■ **抜粋本文**
>>(上)より続く
設楽 最終的に会社は、男性を解雇にはしなかったのですが、社員たちには社内報や社内のイントラを通じ、この件を伝えたのです。「〇月〇日ごろ、男性社員が女性社員にこのような行動をとった。これは明らかにセクハラであり、許されないことである。今後、このようなことは厳に慎むように」といった内容でした。
我々ユニオンとしても、男性には厳しく指摘しました。そして、女性の前では二度と同じようなことを繰り返さないように、とも注意をしたのです。
筆者 女性が100%満足したとは思えないのですが……。私は、人事部などが社員たちに伝えようとしなかった理由も理解できなくもないのです。こういう問題を公にすると、社員たちの間に動揺が広がりますからね。

■ **データ抜粋**
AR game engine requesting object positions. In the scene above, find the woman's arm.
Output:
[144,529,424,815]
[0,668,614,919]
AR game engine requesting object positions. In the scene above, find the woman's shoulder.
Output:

■ **課題概要 A**
抜粋本文について、次の問いに答えてください。
(i) 会社は最終的に男性を解雇しましたか。
(ii) 会社は何を通じて社員たちにこの件を伝えましたか。
(iii) 筆者は、こういう問題を公にすると社員たちの間に何が広がると述べていますか。
■ **課題概要 B**
抜粋本文のうち、「我々ユニオンとしても、男性に」から「間に動揺が広がりますからね。」までの部分を一字一句違えずに書き写してください。

■ **解答欄 A**
(i) 解雇しませんでした。
(ii) 社内報や社内のイントラを通じて伝えました。
(iii) 動揺が広がると述べています。

■ **解答欄 B**
我々ユニオンとしても、男性には厳しく指摘しました。そして、女性の前では二度と同じようなことを繰り返さないように、とも注意をしたのです。
筆者 女性が100%満足したとは思えないのですが……。私は、人事部などが社員たちに伝えようとしなかった理由も理解できなくもないのです。こういう問題を公にすると、社員たちの間に動揺が広がりますからね。